__TASK STATEMENT__:
Reproduce every entry exactly, without alteration.

Point localization data:
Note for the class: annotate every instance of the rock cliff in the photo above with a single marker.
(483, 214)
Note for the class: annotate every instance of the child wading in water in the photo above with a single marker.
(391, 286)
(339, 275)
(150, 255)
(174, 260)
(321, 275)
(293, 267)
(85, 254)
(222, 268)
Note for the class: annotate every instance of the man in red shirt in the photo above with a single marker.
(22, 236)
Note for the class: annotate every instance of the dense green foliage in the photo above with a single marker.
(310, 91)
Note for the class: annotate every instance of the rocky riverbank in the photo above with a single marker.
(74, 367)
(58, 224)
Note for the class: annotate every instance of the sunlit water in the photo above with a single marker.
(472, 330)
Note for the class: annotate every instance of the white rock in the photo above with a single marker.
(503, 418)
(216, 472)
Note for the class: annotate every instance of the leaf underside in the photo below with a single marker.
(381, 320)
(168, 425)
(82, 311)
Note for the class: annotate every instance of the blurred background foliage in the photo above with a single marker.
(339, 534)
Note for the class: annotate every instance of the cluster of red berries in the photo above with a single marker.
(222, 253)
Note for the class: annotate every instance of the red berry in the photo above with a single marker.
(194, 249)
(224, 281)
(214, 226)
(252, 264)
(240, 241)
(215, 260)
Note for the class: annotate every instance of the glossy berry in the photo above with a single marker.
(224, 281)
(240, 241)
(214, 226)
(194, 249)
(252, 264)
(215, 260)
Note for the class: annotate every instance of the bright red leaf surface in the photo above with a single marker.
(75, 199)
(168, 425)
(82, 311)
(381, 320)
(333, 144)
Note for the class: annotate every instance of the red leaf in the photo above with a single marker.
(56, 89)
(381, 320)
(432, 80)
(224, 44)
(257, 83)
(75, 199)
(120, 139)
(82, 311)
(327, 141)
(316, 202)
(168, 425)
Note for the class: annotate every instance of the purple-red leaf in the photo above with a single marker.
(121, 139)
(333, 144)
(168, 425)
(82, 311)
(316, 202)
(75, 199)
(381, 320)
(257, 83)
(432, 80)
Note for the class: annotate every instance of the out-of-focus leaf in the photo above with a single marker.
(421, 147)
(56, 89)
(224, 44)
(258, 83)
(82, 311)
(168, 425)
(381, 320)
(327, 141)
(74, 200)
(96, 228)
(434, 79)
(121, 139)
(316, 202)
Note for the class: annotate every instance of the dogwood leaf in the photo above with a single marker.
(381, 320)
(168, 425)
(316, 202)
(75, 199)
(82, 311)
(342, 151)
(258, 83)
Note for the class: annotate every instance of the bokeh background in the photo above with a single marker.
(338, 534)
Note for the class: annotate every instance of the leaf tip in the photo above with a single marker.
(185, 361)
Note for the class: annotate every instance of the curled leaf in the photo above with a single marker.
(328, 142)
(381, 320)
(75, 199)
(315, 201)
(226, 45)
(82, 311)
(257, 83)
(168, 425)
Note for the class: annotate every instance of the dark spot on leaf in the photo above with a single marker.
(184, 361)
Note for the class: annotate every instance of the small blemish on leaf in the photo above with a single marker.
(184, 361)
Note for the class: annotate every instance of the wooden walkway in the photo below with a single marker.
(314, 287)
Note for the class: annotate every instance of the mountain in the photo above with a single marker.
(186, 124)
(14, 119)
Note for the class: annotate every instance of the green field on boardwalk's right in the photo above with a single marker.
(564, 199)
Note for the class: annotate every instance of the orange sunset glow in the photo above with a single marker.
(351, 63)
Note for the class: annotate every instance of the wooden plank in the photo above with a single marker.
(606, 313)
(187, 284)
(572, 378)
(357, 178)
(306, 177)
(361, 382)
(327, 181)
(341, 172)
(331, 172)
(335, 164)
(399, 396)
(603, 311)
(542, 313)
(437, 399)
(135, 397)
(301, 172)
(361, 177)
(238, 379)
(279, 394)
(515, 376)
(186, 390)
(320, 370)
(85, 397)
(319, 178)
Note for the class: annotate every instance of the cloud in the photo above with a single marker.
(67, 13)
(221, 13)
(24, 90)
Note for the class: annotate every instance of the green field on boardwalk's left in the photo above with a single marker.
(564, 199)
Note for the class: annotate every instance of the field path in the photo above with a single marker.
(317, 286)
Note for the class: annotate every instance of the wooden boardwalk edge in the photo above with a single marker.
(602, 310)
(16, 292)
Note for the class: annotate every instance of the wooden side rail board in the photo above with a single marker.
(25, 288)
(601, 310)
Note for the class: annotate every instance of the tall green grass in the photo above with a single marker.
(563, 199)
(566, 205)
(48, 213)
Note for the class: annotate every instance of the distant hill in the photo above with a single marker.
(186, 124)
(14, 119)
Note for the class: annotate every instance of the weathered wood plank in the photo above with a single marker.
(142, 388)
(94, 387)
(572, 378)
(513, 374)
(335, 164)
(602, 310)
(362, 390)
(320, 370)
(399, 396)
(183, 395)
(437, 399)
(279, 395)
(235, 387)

__TASK OUTPUT__:
Note for the class: annotate every instance of the rock cliff in the photo above with a single marker.
(483, 214)
Note for the class: annotate every instance of the child wading in water in the photo above with a single marker.
(391, 286)
(339, 275)
(150, 255)
(174, 260)
(321, 275)
(293, 267)
(85, 254)
(222, 268)
Note for the class: annotate every instance of the man in red shirt in the photo above with a single marker.
(22, 236)
Note for the class: annotate every instance of the dense green foliage in the photo above with a single marker.
(310, 91)
Note for the class: annotate every instance of the rocky riverbank in the photo above with a single marker.
(74, 367)
(58, 224)
Note for the class: annotate every instance of the sunlit water in the photo above with a single marker.
(472, 330)
Note for the class: annotate every instance of the white rock in the photo above with a single marker.
(503, 418)
(216, 472)
Note for the class: annotate every instance of the leaf underside in the photo below with a single marker.
(381, 320)
(168, 425)
(82, 311)
Note for the class: annotate every instance of the blurred background foliage in the photo above with a single marker.
(339, 534)
Note for the class: annotate every instance of the cluster of red berries in the photo above with a single marker.
(222, 253)
Note for the class: annotate every instance of the red berry in the photo above with a single marker.
(194, 249)
(224, 281)
(214, 226)
(252, 264)
(240, 241)
(215, 260)
Note for the class: annotate every instance of the glossy berry in the photo above with a single marker.
(224, 281)
(240, 241)
(214, 226)
(194, 249)
(252, 264)
(215, 260)
Note for the class: annotate every instance of the bright red leaf surface in the photo above with a single marker.
(75, 199)
(168, 425)
(82, 311)
(381, 320)
(333, 144)
Note for the class: annotate every instance of the red leaf in the photo above with a single marker.
(56, 89)
(381, 320)
(432, 80)
(224, 44)
(257, 83)
(75, 199)
(120, 139)
(82, 311)
(327, 141)
(316, 202)
(168, 425)
Note for the class: annotate every instance of the purple-red leaf in the photo above with a single marker.
(121, 139)
(333, 144)
(168, 425)
(82, 311)
(316, 202)
(75, 199)
(381, 320)
(257, 83)
(432, 80)
Note for the class: annotate every instance of the out-of-focus leaf in the photo above with a single marker.
(421, 147)
(56, 89)
(224, 44)
(258, 83)
(82, 311)
(168, 425)
(381, 320)
(327, 141)
(74, 200)
(96, 228)
(434, 79)
(121, 139)
(316, 202)
Note for the class: annotate every instance of the dogwood leaf in the photo above with a single marker.
(381, 320)
(168, 425)
(316, 202)
(75, 199)
(82, 311)
(342, 151)
(258, 83)
Note for the class: annotate every instance of the bokeh background in the photo above with a single marker.
(338, 534)
Note for the class: annotate every instance of the leaf tip in the photo above with a single marker.
(185, 361)
Note for the class: annotate every instance of the curled leaf in the photo above with a single marker.
(328, 142)
(381, 320)
(75, 199)
(315, 201)
(226, 45)
(82, 311)
(257, 83)
(168, 425)
Note for the class: annotate every instance of the dark spot on leaf in the photo above with a single marker.
(184, 361)
Note for the class: annotate every instance of the small blemish on leaf in the photo above with a single marker.
(184, 361)
Note for the class: annotate every instance of the wooden walkway in the photo below with a single marker.
(314, 287)
Note for the class: annotate every instance of the mountain in the photo above with a single marker.
(186, 124)
(14, 119)
Note for the class: annotate every instance of the green field on boardwalk's right in the photo above with a single marker.
(564, 199)
Note for the class: annotate every instance of the orange sunset glow in the photo above with a single marker.
(351, 63)
Note for the class: annotate every instance of the wooden plank in the photo above with a single marker.
(606, 313)
(187, 284)
(572, 378)
(357, 178)
(306, 177)
(361, 382)
(327, 181)
(341, 172)
(331, 172)
(335, 164)
(399, 396)
(603, 311)
(542, 313)
(437, 399)
(135, 397)
(301, 172)
(361, 177)
(238, 379)
(279, 394)
(515, 376)
(186, 390)
(320, 370)
(85, 397)
(319, 178)
Note for the class: annotate every instance of the cloud in the photo above with a single marker.
(67, 13)
(221, 13)
(24, 90)
Note for the class: annotate every instance of the green field on boardwalk's left in the photo above with a single marker.
(564, 199)
Note for the class: annotate every instance of the field path in the photo above with a single marker.
(317, 286)
Note for the class: annotate every instance of the wooden boardwalk edge in the photo above with a single marker.
(602, 310)
(16, 292)
Note for the class: annotate every instance of the wooden side rail board in the photo above with a single marker.
(25, 288)
(601, 310)
Note for the class: annotate every instance of the tall green grass in the photo above with a single marker.
(563, 199)
(566, 205)
(48, 213)
Note for the class: annotate every instance of the distant hill in the photo above with a single marker.
(186, 124)
(14, 119)
Note for the class: annotate every instance of the weathered wood plank in the photo above with a single marker.
(142, 388)
(94, 387)
(572, 378)
(513, 374)
(335, 164)
(602, 310)
(362, 390)
(320, 370)
(399, 396)
(183, 395)
(437, 399)
(279, 395)
(235, 387)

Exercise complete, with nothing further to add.